» WORK INSTRUCTIONS
Extract the items verbatim, starting at the first line and ending at the line that contains "M 437 109 L", with that line included.

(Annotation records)

━━━━━━━━━━━━━━━━━━━━

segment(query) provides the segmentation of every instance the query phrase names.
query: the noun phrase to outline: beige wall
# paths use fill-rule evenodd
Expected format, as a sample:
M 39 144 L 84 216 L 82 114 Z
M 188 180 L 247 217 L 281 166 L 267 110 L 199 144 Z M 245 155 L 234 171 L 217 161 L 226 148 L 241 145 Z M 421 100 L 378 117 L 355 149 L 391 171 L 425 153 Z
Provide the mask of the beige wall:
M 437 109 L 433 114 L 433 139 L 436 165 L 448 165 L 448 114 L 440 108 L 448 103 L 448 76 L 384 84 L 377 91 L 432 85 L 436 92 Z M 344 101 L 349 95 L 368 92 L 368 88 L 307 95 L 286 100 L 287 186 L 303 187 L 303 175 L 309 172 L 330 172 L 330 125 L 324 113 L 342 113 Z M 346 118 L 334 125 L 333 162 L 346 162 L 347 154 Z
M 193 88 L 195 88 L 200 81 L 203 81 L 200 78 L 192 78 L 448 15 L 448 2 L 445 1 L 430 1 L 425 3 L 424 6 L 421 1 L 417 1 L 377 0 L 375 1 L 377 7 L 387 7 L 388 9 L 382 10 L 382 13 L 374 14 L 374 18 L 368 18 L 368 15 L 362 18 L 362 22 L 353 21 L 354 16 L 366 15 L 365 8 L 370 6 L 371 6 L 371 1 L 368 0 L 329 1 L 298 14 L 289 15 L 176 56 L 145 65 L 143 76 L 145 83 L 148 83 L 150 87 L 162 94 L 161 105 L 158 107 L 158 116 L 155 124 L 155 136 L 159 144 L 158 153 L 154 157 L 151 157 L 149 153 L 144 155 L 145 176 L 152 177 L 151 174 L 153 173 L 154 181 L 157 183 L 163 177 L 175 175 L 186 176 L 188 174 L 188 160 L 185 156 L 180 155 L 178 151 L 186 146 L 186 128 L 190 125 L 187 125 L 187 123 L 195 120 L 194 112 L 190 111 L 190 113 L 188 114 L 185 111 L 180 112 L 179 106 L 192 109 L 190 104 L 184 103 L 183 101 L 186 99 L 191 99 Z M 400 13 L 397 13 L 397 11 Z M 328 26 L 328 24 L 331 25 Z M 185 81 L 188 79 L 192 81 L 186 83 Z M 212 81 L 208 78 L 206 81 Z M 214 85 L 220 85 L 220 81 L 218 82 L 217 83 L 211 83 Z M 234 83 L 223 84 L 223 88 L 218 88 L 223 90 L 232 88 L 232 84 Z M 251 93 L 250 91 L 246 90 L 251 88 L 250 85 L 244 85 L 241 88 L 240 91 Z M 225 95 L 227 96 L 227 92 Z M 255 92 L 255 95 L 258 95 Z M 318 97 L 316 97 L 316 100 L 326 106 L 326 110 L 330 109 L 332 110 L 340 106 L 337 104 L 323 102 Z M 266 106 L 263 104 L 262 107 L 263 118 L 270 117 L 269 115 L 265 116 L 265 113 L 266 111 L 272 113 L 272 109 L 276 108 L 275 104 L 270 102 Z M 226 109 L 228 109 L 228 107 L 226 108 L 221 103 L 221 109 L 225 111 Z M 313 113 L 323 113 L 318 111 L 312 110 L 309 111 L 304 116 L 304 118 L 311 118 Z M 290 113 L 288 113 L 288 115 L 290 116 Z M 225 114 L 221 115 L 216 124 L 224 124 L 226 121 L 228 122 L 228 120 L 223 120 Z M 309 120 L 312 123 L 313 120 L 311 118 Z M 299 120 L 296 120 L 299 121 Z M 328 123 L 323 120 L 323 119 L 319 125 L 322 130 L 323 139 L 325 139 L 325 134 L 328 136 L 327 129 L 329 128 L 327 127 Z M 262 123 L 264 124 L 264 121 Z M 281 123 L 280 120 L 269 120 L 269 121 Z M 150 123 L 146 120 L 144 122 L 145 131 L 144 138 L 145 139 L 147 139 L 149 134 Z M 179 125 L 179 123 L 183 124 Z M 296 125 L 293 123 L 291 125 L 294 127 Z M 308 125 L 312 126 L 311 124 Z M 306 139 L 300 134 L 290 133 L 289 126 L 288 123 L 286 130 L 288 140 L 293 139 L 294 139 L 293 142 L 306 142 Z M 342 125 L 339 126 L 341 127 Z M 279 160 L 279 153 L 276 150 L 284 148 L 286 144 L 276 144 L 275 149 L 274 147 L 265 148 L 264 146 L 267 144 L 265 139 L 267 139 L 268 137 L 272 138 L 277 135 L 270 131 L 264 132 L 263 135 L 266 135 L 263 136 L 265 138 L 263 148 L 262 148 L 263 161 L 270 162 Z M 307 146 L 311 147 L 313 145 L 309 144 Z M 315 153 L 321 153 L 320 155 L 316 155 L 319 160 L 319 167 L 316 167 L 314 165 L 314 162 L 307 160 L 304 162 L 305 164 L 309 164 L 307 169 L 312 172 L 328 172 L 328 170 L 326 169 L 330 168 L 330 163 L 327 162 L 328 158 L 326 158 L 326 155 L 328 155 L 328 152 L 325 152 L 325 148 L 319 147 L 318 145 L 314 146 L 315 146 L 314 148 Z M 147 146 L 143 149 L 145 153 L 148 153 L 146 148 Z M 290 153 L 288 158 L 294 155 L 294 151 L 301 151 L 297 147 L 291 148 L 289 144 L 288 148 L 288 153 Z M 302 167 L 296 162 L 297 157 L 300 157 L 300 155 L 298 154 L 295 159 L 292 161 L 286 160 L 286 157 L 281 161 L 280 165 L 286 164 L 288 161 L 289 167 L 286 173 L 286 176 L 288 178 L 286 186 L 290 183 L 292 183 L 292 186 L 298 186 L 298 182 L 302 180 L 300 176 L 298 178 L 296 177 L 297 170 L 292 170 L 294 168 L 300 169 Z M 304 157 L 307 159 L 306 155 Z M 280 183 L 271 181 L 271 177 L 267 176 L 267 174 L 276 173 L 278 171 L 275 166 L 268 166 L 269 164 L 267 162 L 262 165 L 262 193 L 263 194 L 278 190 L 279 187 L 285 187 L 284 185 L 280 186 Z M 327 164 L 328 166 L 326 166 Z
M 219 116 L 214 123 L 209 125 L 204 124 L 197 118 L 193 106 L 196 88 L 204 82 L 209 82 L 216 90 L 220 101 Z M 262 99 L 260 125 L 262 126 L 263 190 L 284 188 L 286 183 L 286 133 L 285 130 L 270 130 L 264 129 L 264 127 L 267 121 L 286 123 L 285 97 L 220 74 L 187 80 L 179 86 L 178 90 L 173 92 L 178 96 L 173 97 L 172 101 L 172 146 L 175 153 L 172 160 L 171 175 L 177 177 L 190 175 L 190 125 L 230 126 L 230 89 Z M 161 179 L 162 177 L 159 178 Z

━━━━━━━━━━━━━━━━━━━━

» THE COMPLETED TASK
segment(query) provides the segmentation of every instance the query phrase names.
query: the noun phrase to outline: beige wall
# paths use fill-rule evenodd
Expected format, as a sample:
M 39 144 L 84 216 L 82 114 Z
M 188 180 L 247 217 L 281 166 L 267 110 L 199 144 Z M 245 155 L 234 171 L 217 161 L 226 148 L 241 145 Z M 421 100 L 378 117 L 355 149 L 391 171 L 425 153 Z
Provide the mask of the beige wall:
M 437 109 L 433 114 L 433 139 L 436 165 L 448 165 L 448 114 L 440 108 L 448 103 L 448 76 L 384 84 L 377 91 L 432 85 L 436 92 Z M 344 101 L 349 95 L 368 92 L 368 88 L 307 95 L 286 100 L 287 186 L 303 187 L 303 175 L 309 172 L 330 172 L 330 125 L 324 113 L 342 113 Z M 346 118 L 334 125 L 333 162 L 346 162 L 347 154 Z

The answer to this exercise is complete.